◆ **Written request**
Copy out the part of the lines that opens with the line containing "Task: locate the house" and closes with the line containing "[(323, 166)]", swapping "sea" for "ocean" and changing nothing else.

··········

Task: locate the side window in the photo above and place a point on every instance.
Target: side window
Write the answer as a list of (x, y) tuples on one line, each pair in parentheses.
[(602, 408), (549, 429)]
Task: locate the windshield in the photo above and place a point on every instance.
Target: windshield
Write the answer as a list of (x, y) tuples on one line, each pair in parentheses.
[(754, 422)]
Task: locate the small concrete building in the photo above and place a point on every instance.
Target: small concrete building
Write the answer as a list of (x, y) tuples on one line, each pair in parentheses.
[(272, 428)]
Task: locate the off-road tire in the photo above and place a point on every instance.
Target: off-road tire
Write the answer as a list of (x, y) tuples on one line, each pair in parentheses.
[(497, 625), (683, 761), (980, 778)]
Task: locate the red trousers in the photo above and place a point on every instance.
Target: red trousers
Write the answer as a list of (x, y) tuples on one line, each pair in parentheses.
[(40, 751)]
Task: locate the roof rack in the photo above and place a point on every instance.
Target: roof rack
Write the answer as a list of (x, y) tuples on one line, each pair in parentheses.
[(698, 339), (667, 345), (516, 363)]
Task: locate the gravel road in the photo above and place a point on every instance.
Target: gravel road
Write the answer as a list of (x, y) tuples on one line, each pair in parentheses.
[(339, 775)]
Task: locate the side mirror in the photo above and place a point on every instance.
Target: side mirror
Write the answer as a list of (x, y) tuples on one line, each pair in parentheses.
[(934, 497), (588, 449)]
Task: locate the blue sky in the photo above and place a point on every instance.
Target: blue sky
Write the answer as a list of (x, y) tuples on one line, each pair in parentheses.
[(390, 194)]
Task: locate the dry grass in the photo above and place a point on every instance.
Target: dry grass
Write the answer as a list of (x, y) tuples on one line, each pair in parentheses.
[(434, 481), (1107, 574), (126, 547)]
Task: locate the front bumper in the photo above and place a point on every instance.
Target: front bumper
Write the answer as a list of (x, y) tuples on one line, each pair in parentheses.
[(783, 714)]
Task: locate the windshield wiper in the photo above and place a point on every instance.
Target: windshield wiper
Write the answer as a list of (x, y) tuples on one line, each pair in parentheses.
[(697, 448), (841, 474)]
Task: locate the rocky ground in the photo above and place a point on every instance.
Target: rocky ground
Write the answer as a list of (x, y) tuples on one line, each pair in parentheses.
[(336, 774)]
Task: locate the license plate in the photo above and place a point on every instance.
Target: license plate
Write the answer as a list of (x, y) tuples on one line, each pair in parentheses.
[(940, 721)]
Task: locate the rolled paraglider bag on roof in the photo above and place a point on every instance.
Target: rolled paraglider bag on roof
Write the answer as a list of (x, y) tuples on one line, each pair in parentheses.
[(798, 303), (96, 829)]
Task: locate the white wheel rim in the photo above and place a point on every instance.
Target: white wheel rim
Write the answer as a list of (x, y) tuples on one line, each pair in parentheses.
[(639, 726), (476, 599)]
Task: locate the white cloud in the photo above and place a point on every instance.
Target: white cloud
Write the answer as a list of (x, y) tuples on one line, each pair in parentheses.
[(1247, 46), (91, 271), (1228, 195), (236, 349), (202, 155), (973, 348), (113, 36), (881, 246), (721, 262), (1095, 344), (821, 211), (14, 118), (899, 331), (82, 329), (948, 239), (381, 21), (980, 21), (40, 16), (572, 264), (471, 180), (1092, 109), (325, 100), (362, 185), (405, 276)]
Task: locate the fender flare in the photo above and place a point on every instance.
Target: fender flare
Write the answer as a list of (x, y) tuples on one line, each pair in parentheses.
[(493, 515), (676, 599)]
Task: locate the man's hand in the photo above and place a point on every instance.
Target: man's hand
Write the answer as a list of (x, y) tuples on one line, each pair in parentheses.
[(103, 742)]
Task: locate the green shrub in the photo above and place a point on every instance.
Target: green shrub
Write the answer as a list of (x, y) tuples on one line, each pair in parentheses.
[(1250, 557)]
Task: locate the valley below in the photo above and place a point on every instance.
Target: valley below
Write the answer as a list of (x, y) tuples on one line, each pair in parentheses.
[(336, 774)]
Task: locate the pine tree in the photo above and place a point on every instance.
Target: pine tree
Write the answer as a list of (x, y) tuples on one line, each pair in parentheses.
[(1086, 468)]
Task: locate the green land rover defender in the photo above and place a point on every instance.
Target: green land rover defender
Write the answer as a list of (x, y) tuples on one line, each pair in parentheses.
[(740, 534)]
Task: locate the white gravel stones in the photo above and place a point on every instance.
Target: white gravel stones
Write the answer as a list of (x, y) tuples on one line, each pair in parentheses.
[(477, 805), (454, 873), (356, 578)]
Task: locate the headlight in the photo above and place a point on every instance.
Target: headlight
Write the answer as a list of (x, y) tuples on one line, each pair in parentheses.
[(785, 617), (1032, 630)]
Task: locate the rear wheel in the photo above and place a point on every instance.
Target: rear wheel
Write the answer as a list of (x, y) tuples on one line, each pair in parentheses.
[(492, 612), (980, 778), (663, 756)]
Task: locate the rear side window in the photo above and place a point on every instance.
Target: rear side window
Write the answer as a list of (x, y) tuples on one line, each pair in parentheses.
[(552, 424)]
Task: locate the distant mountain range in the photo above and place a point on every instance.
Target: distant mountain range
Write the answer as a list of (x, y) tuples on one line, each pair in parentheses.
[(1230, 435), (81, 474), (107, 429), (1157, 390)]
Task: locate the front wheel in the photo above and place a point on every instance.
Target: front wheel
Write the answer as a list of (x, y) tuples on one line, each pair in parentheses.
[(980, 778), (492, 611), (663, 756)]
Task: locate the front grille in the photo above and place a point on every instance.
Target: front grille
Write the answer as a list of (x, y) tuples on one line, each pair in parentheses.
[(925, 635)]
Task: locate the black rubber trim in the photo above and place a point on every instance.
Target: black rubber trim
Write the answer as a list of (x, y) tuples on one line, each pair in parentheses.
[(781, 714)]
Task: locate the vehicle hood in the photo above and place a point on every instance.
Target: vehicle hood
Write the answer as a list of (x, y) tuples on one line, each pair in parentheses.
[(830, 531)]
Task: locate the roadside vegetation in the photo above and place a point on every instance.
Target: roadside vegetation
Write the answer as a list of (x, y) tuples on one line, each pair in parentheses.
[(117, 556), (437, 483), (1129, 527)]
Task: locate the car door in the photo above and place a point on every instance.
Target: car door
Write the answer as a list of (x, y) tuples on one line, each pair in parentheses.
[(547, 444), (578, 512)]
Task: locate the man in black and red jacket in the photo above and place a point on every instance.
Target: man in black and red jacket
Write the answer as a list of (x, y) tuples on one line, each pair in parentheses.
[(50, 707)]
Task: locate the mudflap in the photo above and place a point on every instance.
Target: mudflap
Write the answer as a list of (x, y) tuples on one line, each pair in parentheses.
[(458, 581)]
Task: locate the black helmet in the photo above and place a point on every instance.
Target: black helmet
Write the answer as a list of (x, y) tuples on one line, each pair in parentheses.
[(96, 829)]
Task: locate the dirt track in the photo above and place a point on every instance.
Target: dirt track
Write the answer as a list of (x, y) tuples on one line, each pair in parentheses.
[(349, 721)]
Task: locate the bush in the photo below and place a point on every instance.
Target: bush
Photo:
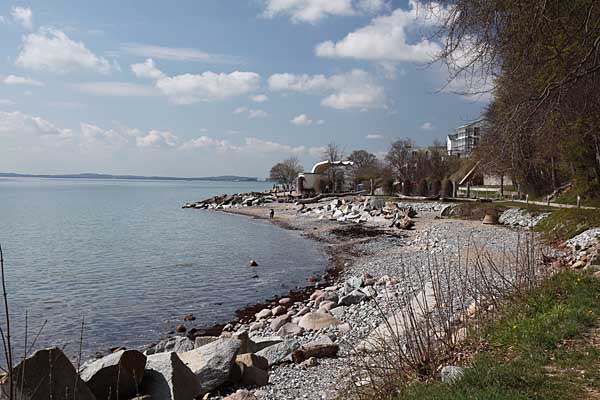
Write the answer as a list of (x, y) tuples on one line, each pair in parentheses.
[(407, 188), (436, 187), (447, 188)]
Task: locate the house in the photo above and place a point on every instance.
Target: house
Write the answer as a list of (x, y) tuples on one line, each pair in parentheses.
[(466, 138), (316, 180)]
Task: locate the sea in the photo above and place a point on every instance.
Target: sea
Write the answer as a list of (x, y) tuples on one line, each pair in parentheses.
[(122, 260)]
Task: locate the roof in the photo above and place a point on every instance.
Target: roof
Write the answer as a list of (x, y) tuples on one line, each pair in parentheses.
[(323, 166)]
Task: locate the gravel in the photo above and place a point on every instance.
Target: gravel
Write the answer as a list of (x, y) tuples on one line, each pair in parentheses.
[(399, 257)]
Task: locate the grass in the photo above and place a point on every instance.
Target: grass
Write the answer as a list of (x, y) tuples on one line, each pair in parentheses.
[(537, 349), (568, 222)]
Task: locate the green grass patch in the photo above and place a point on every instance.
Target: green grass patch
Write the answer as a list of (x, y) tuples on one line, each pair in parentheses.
[(532, 350), (565, 223)]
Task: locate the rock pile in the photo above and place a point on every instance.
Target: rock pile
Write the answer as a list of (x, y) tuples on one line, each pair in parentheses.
[(234, 200), (360, 210), (585, 249), (517, 217)]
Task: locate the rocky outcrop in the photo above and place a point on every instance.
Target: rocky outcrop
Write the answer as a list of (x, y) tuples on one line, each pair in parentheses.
[(167, 377), (47, 374), (116, 376), (279, 352), (177, 344), (212, 364), (317, 320)]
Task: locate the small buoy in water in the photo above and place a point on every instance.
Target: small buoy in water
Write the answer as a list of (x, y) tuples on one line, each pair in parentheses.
[(490, 219)]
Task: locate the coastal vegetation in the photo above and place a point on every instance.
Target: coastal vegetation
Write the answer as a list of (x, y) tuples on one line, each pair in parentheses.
[(541, 62)]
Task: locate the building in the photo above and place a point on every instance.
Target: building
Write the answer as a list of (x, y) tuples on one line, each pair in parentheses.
[(466, 138), (316, 180)]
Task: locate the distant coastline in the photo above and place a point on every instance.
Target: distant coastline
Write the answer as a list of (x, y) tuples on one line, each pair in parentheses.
[(223, 178)]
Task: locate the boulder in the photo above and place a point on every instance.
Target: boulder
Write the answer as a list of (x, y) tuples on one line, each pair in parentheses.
[(326, 305), (355, 297), (177, 344), (47, 374), (212, 363), (278, 352), (241, 394), (279, 310), (243, 337), (125, 367), (315, 350), (167, 377), (279, 322), (200, 341), (338, 311), (317, 320), (266, 313), (289, 330), (252, 360), (258, 343)]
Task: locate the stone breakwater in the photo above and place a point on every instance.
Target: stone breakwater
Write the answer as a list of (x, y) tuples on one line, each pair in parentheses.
[(290, 347)]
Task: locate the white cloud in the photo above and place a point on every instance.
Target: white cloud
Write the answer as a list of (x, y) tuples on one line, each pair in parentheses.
[(20, 80), (192, 88), (156, 138), (314, 10), (251, 113), (386, 39), (354, 89), (147, 70), (257, 114), (205, 142), (92, 134), (301, 120), (255, 145), (23, 16), (52, 50), (259, 98), (317, 151), (175, 53), (17, 123), (116, 89)]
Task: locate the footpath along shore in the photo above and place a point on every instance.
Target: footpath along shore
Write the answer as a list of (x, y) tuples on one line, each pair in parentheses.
[(386, 257), (379, 262)]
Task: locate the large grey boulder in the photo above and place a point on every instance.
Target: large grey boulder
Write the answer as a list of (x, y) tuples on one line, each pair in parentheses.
[(47, 374), (168, 378), (279, 352), (279, 322), (258, 343), (317, 320), (212, 363), (355, 297), (177, 344), (124, 368), (290, 329)]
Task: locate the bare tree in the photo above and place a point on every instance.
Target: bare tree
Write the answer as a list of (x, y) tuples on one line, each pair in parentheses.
[(286, 171), (400, 157), (335, 175)]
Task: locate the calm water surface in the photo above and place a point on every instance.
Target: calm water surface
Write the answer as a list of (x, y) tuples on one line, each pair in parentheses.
[(125, 256)]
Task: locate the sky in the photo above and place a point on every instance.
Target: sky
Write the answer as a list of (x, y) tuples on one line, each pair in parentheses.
[(213, 87)]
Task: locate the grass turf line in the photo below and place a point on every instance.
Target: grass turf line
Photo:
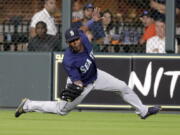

··········

◆ **Result of this task**
Task: locate the house in the photo above and place a point on every instance.
Target: house
Write the answer as a list of (x, y) tuples on one line, each pair in parentheses.
[(466, 138), (316, 180)]
Task: locate the ocean in the photo above and place a point on every instance.
Target: ocean
Write the answer as a list of (x, y) tuples on one line, each pair in parentheses.
[(122, 260)]
Task: locate the roof in the photo above and place a point on every instance.
Target: roof
Write the answer as a list of (x, y) tuples on one line, each pair in parentheses.
[(323, 166)]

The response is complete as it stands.